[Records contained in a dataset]
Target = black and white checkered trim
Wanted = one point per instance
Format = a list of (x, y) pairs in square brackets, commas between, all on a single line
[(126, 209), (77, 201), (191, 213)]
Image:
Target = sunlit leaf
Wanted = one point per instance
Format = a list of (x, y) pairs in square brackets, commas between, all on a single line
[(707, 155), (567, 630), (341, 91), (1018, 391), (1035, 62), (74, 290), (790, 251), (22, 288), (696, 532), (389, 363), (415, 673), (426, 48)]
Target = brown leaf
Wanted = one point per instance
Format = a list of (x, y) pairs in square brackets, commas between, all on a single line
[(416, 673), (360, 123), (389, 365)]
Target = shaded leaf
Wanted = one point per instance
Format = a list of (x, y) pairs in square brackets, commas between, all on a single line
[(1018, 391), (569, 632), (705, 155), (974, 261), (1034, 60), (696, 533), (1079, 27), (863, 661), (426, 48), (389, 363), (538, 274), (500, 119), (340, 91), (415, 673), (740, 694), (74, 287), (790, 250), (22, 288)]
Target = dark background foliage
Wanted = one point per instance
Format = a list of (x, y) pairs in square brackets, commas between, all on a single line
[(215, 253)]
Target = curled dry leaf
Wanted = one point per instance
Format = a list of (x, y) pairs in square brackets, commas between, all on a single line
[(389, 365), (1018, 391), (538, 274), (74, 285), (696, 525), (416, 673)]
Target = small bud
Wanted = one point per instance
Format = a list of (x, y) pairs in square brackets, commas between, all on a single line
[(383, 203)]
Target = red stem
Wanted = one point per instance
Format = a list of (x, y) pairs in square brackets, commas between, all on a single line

**PROBLEM TO WORK ON:**
Every line in the data that holds the string "Target" should be copied.

**COMPLETED TASK:**
Target = black and white checkered trim
Target = sunlit leaf
Target = brown leaf
Target = shaded leaf
Target = dark background foliage
Target = curled dry leaf
Target = small bud
Target = red stem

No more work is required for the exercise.